Below are entries. Reproduce exactly the lines between the line holding "The exact pixel-accurate" and the line holding "box: [295, 37, 619, 136]", inclusive, and only those.

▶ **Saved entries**

== Segment start ==

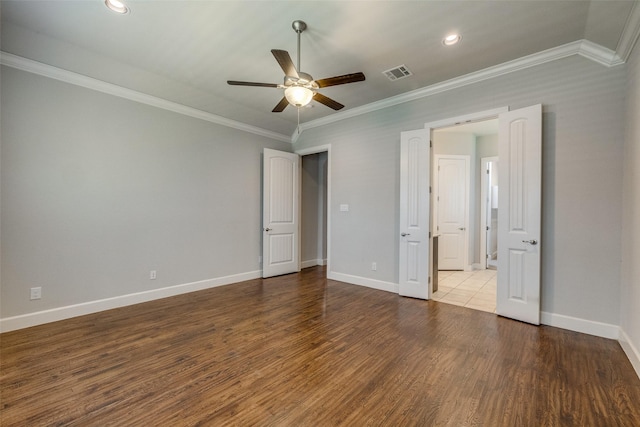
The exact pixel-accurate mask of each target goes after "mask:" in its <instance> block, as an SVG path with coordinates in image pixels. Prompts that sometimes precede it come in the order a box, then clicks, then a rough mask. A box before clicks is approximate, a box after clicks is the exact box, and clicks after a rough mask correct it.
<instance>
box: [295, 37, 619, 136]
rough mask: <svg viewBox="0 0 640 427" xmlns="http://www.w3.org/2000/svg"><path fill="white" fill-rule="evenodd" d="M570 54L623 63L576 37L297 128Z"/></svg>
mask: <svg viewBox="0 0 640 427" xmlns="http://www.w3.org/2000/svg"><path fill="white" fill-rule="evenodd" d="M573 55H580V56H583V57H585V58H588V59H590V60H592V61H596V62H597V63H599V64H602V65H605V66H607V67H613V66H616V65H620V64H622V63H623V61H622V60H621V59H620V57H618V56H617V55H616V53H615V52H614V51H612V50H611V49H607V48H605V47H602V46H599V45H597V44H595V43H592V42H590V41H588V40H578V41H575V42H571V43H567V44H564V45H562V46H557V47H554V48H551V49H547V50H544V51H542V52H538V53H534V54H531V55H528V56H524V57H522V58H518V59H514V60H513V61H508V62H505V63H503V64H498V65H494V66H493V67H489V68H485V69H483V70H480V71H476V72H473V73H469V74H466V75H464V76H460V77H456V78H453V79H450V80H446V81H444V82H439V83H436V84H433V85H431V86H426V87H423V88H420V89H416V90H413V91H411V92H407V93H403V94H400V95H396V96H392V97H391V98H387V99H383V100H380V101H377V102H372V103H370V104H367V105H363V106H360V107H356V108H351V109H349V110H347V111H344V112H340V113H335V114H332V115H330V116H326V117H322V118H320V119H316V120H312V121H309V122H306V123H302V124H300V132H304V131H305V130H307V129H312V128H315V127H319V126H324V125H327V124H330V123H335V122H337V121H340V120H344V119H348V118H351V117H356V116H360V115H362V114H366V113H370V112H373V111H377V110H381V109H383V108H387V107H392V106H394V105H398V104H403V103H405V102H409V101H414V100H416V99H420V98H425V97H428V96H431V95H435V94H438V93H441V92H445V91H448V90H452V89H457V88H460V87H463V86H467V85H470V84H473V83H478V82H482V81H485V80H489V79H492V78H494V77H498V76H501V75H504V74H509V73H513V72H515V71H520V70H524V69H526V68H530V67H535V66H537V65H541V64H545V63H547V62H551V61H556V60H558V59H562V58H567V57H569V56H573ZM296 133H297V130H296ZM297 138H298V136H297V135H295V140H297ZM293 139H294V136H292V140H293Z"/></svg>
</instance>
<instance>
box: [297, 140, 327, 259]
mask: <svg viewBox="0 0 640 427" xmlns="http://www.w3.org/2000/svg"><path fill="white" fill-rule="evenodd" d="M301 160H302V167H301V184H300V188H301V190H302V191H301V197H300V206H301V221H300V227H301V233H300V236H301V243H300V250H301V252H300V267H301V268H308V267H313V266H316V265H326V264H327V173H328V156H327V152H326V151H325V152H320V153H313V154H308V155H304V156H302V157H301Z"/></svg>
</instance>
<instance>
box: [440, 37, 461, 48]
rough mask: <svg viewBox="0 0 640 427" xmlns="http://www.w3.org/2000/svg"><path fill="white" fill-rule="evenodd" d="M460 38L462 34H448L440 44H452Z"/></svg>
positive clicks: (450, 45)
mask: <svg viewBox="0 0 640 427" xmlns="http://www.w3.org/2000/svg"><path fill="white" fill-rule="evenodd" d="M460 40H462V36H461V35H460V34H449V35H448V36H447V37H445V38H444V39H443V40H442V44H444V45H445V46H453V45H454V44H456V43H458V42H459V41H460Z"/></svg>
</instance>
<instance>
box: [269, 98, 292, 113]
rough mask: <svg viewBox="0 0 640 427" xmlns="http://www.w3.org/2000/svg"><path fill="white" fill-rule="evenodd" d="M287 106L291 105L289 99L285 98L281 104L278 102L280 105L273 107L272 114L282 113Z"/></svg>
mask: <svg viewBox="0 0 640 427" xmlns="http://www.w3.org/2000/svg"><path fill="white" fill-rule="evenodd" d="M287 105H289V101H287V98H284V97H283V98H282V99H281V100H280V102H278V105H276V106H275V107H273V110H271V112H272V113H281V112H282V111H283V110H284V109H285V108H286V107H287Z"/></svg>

== Segment end ==
== Segment start ==

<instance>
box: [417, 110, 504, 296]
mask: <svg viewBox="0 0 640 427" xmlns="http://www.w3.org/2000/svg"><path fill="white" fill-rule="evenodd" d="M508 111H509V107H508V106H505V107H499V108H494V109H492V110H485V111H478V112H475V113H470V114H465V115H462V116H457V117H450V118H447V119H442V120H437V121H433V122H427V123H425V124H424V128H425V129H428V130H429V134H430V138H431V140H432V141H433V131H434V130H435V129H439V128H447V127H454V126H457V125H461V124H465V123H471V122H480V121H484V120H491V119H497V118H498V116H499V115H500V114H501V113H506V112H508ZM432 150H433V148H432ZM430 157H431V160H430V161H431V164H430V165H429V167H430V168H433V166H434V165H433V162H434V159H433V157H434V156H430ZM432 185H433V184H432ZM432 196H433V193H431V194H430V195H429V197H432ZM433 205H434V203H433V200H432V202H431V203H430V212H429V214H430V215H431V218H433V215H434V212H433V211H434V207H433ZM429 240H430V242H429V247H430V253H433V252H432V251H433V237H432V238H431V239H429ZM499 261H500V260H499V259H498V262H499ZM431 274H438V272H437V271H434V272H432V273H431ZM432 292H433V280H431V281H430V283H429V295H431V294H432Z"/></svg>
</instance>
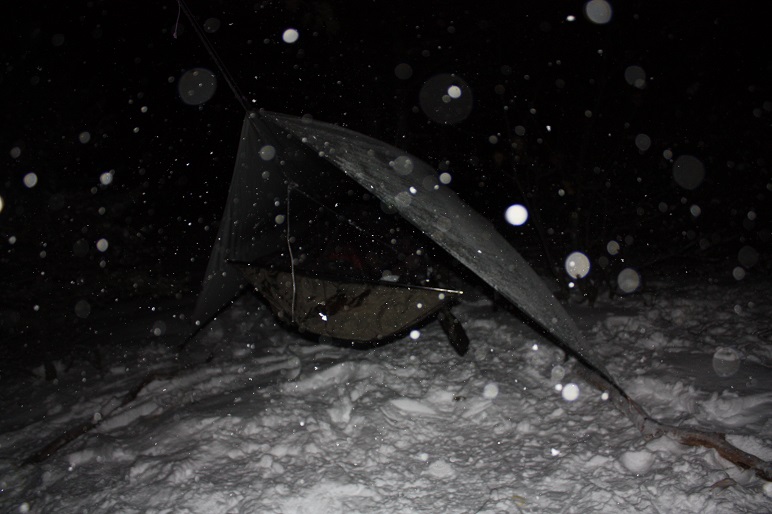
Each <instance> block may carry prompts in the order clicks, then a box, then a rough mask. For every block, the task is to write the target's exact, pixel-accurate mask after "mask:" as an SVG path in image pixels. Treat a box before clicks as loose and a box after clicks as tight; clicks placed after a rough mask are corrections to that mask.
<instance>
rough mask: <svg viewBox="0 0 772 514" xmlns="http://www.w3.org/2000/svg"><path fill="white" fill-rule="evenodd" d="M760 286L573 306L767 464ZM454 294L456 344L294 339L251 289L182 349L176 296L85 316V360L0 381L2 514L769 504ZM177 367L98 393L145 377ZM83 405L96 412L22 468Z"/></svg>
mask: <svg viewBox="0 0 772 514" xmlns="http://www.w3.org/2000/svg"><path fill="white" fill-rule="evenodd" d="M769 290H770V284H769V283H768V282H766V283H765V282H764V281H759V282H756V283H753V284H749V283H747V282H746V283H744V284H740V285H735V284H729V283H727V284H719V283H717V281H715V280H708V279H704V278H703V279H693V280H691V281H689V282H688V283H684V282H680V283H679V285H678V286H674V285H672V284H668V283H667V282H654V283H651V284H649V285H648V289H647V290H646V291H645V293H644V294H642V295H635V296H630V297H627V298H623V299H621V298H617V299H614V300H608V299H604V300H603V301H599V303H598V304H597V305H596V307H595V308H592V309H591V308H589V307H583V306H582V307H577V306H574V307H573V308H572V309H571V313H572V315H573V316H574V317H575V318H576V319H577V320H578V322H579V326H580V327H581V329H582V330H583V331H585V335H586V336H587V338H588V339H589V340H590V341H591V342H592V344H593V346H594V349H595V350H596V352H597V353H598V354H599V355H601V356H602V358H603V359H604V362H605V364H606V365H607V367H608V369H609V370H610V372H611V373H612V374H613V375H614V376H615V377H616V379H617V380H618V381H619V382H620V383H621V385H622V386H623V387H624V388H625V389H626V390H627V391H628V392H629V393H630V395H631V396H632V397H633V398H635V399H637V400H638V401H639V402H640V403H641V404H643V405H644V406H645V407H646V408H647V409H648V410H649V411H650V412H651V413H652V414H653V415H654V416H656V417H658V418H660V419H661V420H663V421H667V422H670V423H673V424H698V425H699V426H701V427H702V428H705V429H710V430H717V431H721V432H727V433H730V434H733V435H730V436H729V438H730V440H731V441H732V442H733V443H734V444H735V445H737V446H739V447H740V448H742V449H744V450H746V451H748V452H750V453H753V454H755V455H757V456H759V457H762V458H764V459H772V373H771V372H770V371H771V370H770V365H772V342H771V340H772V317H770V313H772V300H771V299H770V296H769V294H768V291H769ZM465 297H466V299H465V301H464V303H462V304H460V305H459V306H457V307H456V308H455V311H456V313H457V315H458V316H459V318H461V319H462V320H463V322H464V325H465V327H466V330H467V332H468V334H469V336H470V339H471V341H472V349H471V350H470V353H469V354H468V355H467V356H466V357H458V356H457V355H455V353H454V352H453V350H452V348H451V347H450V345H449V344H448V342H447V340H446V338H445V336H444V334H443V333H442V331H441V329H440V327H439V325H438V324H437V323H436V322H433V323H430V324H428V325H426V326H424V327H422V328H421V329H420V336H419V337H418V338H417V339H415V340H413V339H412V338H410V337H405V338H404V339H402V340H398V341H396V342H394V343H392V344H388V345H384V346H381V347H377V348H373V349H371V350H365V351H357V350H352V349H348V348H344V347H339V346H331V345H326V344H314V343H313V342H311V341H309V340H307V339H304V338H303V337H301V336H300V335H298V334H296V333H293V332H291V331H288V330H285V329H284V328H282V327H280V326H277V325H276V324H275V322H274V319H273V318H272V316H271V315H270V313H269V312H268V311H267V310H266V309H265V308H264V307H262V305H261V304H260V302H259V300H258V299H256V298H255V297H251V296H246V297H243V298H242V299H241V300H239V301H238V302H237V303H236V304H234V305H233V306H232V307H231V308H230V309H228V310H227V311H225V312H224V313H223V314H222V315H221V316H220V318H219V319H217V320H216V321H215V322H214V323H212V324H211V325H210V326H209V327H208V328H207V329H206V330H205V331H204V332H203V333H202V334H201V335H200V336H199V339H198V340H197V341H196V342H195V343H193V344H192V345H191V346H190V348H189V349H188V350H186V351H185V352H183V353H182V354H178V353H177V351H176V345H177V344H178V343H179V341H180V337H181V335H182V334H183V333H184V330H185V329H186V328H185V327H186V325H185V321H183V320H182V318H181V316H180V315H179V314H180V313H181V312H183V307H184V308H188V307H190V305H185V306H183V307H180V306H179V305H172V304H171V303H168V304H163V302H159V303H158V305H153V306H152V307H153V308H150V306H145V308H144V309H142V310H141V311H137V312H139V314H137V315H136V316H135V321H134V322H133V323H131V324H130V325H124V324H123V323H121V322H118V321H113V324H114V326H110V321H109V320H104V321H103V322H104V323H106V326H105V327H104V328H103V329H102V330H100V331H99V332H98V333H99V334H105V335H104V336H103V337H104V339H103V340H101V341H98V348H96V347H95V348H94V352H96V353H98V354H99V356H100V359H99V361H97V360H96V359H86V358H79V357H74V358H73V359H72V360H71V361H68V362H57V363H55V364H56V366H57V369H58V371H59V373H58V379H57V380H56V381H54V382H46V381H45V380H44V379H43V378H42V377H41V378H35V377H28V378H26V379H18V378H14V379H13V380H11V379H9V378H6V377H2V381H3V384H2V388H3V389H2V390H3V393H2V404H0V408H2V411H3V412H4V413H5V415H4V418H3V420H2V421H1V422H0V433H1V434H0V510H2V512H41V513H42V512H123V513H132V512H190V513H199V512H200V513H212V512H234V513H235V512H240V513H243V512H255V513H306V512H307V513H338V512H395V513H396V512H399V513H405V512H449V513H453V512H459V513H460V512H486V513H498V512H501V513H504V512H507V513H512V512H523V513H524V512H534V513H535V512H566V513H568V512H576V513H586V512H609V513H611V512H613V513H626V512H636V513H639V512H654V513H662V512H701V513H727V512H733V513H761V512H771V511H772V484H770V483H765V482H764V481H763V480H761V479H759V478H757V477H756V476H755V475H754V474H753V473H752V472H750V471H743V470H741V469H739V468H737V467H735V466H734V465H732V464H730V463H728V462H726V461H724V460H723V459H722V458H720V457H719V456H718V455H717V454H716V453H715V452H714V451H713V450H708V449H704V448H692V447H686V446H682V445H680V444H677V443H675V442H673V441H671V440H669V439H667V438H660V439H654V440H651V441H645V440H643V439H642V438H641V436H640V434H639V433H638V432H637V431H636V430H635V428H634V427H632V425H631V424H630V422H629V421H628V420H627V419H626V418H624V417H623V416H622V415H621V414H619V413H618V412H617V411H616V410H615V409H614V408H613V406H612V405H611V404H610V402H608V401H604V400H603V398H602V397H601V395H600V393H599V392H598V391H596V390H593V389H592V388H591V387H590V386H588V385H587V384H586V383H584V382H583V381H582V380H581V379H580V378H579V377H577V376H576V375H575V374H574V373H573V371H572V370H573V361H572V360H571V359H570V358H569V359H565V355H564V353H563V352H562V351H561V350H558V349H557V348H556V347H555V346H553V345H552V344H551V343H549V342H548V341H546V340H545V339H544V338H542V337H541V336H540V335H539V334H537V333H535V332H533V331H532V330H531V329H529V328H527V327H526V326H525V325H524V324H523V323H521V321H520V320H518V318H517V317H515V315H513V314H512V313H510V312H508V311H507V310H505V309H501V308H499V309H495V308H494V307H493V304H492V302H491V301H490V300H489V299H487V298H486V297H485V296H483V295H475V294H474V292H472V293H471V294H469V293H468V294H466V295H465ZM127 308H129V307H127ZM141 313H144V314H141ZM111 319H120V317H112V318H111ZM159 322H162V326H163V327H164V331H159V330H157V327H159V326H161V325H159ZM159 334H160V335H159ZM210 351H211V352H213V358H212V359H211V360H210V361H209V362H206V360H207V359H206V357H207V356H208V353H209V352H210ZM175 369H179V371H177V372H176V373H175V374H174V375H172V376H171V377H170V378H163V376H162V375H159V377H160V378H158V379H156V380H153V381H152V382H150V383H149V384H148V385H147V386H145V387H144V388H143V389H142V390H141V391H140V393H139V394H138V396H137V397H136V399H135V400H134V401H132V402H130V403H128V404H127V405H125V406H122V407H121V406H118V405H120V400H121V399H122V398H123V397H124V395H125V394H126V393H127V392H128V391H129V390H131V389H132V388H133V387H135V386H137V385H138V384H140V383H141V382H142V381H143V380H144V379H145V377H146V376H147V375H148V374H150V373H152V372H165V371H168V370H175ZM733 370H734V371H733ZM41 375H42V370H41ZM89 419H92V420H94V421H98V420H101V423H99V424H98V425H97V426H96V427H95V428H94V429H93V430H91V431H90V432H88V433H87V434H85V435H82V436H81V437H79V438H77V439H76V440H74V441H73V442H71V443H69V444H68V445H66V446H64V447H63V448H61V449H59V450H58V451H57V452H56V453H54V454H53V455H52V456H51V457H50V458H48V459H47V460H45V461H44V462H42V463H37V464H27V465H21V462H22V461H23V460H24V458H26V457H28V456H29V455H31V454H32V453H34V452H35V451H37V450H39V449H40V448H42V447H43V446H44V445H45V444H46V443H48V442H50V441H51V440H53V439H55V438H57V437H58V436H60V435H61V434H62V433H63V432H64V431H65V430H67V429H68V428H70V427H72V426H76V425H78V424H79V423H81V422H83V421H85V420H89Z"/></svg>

== Segment end ==
== Segment start ==

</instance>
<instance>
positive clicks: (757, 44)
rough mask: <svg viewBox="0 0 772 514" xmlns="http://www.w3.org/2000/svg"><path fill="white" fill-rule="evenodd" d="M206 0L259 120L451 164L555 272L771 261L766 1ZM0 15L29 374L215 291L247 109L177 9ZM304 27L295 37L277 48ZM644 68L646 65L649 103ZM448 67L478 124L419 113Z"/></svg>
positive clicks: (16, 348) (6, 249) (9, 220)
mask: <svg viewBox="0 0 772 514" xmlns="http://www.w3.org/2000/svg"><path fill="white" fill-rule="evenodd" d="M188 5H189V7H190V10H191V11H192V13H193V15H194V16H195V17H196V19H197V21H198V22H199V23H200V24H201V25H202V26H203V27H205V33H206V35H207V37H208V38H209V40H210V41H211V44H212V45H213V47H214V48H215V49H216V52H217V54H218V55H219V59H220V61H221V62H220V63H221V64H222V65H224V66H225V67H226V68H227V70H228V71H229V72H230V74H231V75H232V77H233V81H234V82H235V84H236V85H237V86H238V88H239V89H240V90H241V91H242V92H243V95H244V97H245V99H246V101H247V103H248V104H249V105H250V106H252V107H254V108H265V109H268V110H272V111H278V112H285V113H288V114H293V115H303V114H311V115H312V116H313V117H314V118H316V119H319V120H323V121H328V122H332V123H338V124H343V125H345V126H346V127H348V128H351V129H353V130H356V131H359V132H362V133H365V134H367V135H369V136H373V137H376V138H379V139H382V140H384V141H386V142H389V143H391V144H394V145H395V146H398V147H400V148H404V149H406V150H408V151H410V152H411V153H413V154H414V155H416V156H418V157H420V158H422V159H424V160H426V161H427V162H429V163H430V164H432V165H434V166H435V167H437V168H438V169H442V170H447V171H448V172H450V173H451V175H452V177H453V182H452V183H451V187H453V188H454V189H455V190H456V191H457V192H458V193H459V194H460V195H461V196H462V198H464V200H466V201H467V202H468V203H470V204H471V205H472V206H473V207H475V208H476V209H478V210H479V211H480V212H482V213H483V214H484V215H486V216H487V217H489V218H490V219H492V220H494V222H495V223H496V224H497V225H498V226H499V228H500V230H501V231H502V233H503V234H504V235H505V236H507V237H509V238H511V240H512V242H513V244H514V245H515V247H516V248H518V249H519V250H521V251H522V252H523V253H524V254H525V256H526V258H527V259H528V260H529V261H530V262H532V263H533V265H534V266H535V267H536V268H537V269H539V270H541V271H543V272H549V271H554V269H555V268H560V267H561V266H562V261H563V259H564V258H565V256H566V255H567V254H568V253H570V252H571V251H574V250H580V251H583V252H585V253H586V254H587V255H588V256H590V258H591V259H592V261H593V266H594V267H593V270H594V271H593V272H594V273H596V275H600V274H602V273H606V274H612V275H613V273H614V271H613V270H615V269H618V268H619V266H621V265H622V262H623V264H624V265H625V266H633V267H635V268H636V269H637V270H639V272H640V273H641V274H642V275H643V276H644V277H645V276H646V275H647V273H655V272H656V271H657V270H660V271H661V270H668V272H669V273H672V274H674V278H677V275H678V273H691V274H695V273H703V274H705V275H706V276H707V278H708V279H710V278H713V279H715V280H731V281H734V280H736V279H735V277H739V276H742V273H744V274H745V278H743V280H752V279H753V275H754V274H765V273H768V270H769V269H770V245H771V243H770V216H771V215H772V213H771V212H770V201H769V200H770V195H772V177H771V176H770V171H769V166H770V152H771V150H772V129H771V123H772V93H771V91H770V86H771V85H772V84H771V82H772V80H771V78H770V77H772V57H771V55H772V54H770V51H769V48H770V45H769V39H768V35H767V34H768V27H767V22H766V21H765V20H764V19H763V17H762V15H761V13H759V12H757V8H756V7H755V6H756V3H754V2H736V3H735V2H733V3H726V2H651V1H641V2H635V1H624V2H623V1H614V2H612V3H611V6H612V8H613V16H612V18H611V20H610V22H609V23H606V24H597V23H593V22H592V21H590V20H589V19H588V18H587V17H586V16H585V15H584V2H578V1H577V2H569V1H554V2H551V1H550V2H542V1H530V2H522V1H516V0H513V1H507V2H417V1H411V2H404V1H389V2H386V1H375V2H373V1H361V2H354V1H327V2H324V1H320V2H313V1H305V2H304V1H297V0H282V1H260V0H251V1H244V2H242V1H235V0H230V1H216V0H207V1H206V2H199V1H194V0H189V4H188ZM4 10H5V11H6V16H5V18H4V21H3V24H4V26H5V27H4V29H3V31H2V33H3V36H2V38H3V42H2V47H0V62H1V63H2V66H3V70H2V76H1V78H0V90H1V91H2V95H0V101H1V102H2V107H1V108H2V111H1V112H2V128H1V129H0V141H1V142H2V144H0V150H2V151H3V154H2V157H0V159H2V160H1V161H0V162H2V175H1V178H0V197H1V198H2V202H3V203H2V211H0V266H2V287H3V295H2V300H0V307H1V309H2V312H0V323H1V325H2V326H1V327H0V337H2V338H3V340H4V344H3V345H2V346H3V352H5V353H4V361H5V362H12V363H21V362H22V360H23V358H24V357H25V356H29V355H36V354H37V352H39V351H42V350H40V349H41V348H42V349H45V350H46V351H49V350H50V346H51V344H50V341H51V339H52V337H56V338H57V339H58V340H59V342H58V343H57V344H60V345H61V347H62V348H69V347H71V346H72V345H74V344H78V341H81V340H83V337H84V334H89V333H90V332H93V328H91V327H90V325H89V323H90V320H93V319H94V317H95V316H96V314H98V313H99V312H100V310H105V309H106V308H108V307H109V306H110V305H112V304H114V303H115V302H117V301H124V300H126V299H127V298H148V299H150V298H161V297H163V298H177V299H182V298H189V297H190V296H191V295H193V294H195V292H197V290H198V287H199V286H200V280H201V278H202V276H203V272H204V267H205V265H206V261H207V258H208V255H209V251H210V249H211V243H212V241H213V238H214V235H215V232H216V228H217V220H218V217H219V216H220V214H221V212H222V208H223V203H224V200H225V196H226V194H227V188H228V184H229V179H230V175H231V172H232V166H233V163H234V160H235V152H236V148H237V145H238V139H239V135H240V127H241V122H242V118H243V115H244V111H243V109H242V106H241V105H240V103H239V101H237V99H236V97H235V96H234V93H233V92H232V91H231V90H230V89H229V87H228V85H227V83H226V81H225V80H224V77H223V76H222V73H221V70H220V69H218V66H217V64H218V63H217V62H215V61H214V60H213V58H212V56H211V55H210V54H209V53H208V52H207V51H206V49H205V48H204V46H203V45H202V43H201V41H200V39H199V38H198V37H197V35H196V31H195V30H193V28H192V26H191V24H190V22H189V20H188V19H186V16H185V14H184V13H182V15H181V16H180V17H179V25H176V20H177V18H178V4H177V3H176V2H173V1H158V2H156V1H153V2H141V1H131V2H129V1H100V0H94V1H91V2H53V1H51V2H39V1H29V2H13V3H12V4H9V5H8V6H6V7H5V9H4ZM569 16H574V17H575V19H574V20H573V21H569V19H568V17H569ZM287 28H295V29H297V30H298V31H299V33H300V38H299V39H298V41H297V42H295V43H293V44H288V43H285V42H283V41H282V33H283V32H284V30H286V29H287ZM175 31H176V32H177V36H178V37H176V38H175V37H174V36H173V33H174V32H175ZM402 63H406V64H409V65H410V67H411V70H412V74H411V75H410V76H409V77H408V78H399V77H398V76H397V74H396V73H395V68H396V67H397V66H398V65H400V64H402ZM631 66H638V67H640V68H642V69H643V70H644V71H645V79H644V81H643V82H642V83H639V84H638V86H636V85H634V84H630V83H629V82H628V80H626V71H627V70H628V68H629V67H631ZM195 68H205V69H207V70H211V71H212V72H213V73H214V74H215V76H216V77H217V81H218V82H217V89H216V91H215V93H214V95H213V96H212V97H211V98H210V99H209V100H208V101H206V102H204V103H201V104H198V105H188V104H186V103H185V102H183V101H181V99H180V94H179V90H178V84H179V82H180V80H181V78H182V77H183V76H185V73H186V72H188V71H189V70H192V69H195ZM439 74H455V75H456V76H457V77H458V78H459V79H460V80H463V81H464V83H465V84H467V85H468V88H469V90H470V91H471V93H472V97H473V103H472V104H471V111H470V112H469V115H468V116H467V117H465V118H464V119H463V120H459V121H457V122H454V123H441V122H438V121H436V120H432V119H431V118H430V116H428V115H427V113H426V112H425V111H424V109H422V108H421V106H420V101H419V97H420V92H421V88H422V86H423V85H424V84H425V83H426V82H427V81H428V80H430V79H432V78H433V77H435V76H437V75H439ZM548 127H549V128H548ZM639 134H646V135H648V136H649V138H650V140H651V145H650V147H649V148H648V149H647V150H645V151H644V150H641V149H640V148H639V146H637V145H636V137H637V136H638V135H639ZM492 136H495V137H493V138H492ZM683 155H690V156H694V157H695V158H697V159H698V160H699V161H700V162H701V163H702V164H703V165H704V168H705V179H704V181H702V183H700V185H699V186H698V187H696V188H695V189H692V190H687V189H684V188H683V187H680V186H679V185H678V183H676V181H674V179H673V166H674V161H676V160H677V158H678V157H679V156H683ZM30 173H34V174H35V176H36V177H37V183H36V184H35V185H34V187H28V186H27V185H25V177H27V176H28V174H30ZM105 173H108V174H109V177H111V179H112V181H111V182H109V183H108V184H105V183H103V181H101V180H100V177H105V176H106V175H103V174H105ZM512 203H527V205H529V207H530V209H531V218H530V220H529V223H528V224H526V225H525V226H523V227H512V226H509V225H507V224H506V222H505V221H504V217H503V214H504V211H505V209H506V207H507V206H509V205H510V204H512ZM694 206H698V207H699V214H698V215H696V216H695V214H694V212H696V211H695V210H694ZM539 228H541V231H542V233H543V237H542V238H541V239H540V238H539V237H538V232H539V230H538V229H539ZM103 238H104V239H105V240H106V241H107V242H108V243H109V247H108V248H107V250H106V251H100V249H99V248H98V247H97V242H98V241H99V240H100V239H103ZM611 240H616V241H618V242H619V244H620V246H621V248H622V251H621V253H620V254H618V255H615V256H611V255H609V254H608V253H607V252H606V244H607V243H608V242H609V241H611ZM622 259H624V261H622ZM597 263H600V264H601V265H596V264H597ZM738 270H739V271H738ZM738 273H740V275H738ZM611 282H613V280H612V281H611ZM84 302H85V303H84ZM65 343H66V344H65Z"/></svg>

== Segment end ==

▶ **Response box**
The exact pixel-accurate mask of each target goes after "mask:" in its <instance> block, as an SVG path with coordinates in image pixels. Prompts that sometimes precede it come in the order a box, then clicks, then a rough mask. A box before clicks is approximate, a box after clicks is the exact box, and clicks after a rough mask correct it.
<instance>
box: [295, 37, 619, 136]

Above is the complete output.